Закосневшее, законсервировавшееся передвижническое «ядро» (Мясоедов, В. Маковский, Лемох, Киселев и др.) упрямо третировало все мало-мальски свежее и самобытное из числа молодых экспонентов. Опасность создавшегося положения состояла в том, что часть молодых переносила свою неприязнь к маститым диктаторам на сами идеи, которые когда-то воодушевляли Товарищество и которые постепенно падали и обесценивались в его собственной художнической практике.
Еще в 1883 году Врубель рассказал в одном из писем, какое сложное чувство испытали он и подобные ему форменные мученики искусства на очередной передвижнической выставке:
«…Занятые с утра до вечера изучением натуры, как формы, жадно вглядывающиеся в ее бесконечные изгибы и все-таки зачастую сидящие с тоскливо опущенной рукой перед своим холстом, на котором все-таки видишь еще лоскутки, а там — целый мир бесконечно гармонирующих чудных деталей… мы, войдя на выставку, не могли вырвать всего этого из сердец, а между тем перед нами проходили вереницы холстов, которые смеялись над нашей любовью, муками, трудом…»

## [Постановка задачи 1]
Перепишите записи от строки с «[mask] outline man's khaki shorts» до конца записей включительно, заменив «outline» на «contour». Всё остальное оставьте без изменений.

## [Сохранённые записи данных]

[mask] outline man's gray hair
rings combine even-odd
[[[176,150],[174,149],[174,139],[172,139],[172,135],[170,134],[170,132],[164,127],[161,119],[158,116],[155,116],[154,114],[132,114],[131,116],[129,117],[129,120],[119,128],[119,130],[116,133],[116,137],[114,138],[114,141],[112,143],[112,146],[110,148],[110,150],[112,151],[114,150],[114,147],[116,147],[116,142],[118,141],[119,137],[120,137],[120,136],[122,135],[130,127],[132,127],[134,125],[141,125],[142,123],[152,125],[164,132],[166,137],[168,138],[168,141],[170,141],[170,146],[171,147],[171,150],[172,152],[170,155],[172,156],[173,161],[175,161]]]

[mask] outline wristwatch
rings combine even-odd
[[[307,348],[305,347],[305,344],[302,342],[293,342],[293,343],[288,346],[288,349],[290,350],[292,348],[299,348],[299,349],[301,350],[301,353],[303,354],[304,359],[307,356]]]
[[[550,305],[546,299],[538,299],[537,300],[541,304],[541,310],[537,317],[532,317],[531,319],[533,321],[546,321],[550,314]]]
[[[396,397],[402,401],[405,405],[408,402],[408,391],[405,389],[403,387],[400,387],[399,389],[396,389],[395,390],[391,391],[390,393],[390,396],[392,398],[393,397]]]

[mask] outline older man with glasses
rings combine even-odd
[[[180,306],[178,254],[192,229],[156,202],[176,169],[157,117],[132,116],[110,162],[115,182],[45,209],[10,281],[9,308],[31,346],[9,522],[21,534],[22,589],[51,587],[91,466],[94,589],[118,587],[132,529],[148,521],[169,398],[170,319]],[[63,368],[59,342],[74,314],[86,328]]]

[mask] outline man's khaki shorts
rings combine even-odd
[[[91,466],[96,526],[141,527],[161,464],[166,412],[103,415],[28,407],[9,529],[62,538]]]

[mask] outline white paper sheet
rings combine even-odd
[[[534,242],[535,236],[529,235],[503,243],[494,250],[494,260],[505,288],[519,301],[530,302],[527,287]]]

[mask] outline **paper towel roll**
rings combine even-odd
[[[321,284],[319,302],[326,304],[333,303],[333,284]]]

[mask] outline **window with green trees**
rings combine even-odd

## [Постановка задачи 2]
Пожалуйста, продолжите отрывок о передвижниках и Врубеле, начиная после его последней фразы.

## [Результат выполнения 1]
[mask] contour man's khaki shorts
rings combine even-odd
[[[91,466],[96,526],[141,527],[161,464],[166,412],[103,415],[28,407],[9,529],[62,538]]]

[mask] contour white paper sheet
rings combine even-odd
[[[534,242],[535,236],[529,235],[503,243],[494,250],[494,260],[505,288],[519,301],[530,302],[527,287]]]

[mask] contour **paper towel roll**
rings combine even-odd
[[[321,284],[319,302],[326,304],[333,303],[333,284]]]

[mask] contour **window with green trees**
rings combine even-odd

## [Результат выполнения 2]
Врубель понимал ход мыслей авторов подобных полотен («хоть и грубого приготовления, но вещи, затрагивающие интересы дня»), но считал надувательством публики «красть у нее то специальное наслаждение, которое отличает душевное состояние перед произведением искусства от состояния перед развернутым печатным листом».
Среди молодых, особенно у Врубеля и Серова, возникло резкое отталкивание от идей 60-х годов, тем более что у позднего народничества они приобретали сухой доктринерский оттенок.
«Не помню, в этот ли приезд в Сябринцы, — рассказывает В. С. Серова о приезде своего сына в дом Глеба Успенского, — Валентин Александрович услыхал рассуждения Николая Константиновича Михайловского или он читал его критики раньше, но, вернувшись домой, он обрушился на Михайловского со всей тяжестью своих обычных обвинений:
— Кто его просит соваться не в свое дело? Что он понимает в художестве?».
В лучшем случае молодые, как, например, Коровин, относились к этим идеям довольно безразлично, провозглашая своим девизом «восхищение красотой».
Левитан также принадлежал, по выражению Нестерова, к «пасынкам» передвижничества, но оставался, однако, более связанным с ним внутренне.
В его пейзажах в совершенно особом, почти музыкальном претворении оживало то же ощущение русской жизни, ее поэзии и драмы, которое вдохновляло лучших передвижников.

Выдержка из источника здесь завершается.